WHAT YOU WILL DO> When a line below holds the string "rocky", show that line.

Dataset entries>
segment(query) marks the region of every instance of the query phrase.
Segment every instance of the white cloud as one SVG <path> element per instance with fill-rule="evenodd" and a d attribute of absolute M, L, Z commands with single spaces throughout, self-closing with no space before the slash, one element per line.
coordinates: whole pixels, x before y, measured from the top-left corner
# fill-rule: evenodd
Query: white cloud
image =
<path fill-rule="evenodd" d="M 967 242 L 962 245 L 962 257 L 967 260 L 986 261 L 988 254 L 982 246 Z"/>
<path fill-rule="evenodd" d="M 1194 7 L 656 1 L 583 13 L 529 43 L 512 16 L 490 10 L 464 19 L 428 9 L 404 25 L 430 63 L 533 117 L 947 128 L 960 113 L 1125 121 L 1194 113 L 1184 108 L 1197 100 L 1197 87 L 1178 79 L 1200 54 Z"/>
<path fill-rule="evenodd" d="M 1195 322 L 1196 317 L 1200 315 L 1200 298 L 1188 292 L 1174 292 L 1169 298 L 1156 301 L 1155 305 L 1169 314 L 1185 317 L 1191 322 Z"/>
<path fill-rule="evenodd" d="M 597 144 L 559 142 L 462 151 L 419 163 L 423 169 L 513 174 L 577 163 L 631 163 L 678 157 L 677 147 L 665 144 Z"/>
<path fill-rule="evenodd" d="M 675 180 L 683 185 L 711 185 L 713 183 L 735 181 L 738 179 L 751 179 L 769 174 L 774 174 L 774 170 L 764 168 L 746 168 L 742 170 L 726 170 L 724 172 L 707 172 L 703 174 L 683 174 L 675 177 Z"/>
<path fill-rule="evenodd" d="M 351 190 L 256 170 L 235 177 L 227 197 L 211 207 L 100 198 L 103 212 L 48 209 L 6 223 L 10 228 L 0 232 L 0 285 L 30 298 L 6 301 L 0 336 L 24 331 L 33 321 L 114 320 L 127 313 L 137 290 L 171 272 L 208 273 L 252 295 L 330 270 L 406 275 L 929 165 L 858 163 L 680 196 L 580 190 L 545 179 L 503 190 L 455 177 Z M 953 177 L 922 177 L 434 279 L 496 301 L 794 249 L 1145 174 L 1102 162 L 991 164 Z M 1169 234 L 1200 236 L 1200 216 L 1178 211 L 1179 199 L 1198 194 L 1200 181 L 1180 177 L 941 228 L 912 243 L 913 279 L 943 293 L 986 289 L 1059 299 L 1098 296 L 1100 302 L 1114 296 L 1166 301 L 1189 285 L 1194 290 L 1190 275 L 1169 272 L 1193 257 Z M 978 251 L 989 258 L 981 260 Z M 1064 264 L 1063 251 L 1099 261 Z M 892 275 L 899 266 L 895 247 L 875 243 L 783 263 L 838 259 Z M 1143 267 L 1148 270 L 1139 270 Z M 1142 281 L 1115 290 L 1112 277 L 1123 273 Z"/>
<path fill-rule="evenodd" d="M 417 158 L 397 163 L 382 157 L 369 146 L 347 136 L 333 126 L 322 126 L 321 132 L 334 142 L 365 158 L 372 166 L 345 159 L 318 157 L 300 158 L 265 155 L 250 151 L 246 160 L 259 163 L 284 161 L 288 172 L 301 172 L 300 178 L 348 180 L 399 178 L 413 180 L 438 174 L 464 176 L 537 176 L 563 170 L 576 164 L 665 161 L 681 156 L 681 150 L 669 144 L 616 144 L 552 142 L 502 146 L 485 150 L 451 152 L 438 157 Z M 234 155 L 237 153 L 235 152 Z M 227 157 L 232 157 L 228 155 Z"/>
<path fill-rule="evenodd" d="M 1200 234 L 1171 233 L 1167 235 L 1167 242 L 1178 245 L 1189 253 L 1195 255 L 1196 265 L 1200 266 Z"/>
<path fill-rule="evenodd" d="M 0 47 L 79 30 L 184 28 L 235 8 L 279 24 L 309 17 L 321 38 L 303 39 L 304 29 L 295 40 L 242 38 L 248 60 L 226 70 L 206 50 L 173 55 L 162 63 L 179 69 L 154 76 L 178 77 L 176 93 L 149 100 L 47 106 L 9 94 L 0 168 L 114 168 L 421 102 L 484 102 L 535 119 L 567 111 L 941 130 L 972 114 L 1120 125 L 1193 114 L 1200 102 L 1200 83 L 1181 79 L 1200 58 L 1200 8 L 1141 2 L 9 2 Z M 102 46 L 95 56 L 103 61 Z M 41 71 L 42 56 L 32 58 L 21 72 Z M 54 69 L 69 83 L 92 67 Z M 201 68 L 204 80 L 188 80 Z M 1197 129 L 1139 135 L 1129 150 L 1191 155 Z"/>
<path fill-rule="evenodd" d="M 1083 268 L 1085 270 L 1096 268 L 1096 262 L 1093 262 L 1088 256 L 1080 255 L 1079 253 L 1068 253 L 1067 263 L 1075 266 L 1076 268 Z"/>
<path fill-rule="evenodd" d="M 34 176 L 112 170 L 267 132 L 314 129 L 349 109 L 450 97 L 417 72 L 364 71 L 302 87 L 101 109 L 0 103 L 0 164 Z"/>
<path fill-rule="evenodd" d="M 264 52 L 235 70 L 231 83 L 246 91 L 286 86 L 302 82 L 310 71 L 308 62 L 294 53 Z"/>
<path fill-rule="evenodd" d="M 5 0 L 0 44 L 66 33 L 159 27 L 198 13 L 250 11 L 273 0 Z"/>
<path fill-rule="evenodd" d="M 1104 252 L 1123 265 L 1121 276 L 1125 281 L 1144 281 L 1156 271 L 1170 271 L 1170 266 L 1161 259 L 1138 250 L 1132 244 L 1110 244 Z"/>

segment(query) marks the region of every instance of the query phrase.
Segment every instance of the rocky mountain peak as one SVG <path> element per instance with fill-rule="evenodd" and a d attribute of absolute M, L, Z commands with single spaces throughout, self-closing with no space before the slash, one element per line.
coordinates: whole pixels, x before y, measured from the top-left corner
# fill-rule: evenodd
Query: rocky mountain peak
* * *
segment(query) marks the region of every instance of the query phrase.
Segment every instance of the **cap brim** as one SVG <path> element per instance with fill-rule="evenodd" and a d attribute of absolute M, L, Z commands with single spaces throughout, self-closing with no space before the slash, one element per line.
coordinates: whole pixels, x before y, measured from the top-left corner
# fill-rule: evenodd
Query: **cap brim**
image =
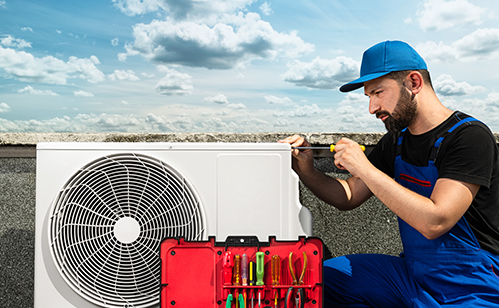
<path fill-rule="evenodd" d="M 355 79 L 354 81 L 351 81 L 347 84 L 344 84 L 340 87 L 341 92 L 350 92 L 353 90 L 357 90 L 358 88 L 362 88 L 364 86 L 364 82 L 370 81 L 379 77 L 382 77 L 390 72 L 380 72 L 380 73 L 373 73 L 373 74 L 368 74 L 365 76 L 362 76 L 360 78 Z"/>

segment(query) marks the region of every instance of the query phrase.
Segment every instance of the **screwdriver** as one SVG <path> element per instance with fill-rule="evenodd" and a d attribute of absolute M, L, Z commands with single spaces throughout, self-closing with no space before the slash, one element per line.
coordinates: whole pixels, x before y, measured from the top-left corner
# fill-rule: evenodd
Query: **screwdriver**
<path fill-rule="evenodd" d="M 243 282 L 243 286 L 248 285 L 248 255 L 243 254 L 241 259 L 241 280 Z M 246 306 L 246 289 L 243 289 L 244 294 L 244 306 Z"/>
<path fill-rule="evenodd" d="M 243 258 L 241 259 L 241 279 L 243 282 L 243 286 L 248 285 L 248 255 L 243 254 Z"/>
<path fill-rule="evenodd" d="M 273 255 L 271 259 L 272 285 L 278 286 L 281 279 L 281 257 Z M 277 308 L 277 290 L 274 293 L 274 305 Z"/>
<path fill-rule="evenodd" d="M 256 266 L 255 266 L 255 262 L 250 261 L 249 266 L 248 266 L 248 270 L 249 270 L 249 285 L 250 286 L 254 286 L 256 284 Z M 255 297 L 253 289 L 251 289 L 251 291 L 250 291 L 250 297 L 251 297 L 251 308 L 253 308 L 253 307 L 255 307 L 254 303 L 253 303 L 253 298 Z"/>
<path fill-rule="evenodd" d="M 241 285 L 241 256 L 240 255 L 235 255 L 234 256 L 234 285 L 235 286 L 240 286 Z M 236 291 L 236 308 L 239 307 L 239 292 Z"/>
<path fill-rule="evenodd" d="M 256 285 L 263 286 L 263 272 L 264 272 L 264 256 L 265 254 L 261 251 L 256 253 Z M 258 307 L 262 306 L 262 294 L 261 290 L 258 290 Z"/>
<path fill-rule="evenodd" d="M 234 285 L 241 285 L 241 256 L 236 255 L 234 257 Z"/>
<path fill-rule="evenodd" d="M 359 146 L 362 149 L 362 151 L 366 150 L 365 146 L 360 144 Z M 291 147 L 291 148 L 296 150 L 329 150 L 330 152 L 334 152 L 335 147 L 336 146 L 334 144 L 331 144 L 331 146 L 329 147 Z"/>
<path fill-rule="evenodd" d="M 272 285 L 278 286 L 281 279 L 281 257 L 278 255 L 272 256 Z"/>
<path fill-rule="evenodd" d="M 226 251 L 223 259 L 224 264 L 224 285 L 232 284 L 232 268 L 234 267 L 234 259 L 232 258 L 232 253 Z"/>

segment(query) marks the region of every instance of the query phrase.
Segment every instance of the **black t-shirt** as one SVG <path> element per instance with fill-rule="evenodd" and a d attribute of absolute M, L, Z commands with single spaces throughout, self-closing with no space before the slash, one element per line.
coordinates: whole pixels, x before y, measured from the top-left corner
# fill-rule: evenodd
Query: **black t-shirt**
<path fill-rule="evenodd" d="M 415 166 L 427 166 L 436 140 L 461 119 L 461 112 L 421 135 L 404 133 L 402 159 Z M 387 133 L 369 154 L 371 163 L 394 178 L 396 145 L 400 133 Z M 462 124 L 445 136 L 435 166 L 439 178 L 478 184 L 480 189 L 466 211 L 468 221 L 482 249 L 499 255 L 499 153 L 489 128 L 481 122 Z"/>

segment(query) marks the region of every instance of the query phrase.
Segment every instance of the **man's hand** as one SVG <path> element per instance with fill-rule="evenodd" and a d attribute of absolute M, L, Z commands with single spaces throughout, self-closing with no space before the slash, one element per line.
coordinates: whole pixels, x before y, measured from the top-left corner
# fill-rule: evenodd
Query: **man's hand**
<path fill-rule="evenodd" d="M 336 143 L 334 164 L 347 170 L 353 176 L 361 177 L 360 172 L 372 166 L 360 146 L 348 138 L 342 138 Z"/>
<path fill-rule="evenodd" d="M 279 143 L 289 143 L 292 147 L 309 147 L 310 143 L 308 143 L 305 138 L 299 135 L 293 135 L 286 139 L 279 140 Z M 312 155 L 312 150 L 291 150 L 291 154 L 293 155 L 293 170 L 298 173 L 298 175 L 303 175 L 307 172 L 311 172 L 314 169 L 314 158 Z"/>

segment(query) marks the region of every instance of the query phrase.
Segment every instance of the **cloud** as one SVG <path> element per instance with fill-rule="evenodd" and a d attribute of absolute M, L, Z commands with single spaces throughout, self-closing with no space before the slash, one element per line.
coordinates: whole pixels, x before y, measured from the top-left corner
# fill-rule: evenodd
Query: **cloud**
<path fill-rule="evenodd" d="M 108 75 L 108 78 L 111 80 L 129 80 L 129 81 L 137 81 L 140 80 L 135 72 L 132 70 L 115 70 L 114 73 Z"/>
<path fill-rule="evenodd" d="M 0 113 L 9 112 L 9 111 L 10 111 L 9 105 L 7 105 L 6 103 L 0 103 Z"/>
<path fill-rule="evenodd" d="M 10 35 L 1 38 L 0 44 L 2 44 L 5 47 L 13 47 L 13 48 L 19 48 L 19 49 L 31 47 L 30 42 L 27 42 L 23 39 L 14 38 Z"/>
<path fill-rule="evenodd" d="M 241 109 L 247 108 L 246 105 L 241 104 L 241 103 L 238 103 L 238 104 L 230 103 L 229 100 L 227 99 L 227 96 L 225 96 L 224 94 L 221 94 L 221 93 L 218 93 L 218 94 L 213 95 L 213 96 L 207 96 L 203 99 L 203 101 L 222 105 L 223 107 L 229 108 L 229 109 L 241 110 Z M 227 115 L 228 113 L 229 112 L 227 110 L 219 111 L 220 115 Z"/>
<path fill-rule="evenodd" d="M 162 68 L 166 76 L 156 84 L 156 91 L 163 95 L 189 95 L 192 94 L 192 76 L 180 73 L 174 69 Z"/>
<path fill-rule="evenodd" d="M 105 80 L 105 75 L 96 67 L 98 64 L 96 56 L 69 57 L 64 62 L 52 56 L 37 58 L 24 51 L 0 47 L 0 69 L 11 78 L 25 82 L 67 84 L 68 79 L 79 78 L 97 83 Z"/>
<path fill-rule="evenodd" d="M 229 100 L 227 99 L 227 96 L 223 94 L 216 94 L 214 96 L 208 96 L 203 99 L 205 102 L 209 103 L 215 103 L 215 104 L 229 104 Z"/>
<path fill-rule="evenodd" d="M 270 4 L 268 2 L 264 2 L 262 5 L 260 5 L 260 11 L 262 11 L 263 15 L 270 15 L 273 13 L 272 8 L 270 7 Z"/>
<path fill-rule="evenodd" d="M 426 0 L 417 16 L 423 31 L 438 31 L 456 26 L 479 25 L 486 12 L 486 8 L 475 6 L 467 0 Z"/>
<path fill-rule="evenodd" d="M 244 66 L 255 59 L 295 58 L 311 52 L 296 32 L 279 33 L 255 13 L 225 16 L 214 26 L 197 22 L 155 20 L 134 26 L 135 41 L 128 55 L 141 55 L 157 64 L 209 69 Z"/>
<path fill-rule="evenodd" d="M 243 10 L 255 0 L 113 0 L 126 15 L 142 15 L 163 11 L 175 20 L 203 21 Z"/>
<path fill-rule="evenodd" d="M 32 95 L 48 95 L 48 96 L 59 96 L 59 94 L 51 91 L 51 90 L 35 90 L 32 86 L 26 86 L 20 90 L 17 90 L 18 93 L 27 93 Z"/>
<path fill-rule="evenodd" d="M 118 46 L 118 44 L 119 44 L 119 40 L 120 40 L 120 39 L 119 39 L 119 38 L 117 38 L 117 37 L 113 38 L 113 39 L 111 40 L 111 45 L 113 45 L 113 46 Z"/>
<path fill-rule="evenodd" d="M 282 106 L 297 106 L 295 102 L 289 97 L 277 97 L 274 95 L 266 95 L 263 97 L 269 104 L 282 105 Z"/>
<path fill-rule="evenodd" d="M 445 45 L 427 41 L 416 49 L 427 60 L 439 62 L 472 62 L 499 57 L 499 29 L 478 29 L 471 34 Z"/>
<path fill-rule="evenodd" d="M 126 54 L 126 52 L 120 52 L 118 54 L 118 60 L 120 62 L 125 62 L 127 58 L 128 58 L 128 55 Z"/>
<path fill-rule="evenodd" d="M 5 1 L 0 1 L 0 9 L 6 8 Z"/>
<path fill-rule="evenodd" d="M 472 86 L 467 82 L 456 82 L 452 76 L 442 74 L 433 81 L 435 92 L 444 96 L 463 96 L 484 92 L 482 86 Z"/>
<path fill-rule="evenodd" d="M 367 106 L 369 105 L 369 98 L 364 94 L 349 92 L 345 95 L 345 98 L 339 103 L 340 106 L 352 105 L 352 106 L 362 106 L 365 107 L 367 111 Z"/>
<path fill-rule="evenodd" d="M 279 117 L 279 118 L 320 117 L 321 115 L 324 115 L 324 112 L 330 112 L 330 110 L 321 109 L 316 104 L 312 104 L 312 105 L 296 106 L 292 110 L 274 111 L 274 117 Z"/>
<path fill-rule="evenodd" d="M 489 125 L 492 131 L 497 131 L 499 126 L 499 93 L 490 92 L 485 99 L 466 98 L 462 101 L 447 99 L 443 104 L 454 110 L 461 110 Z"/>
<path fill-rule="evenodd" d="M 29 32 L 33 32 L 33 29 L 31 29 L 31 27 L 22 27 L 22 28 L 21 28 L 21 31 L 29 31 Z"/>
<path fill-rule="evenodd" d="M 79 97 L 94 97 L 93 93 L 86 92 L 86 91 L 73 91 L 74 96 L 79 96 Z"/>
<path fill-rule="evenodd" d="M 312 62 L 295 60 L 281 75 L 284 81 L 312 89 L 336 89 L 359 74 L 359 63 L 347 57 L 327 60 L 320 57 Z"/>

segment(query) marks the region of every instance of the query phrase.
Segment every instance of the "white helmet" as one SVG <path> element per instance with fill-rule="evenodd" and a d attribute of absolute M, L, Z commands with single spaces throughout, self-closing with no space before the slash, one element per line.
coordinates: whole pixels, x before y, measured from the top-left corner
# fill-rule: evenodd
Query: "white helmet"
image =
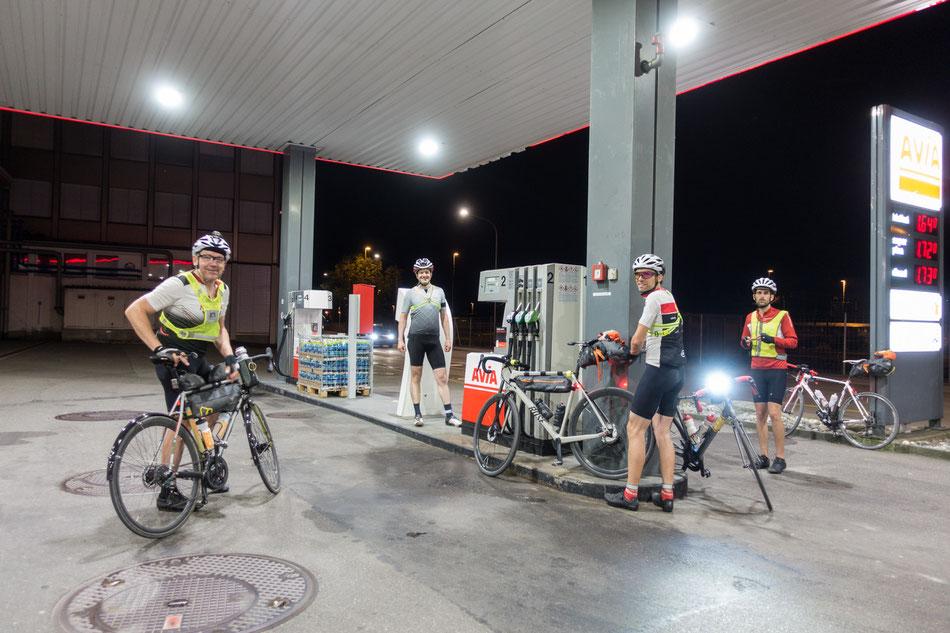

SOLUTION FOR THIS PROBLEM>
Segment every instance of the rocky mountain peak as one SVG <path> element per instance with fill-rule="evenodd" and a d attribute of absolute M, L, Z commands with single spaces throughout, self-closing with no space before the slash, one element per line.
Query: rocky mountain peak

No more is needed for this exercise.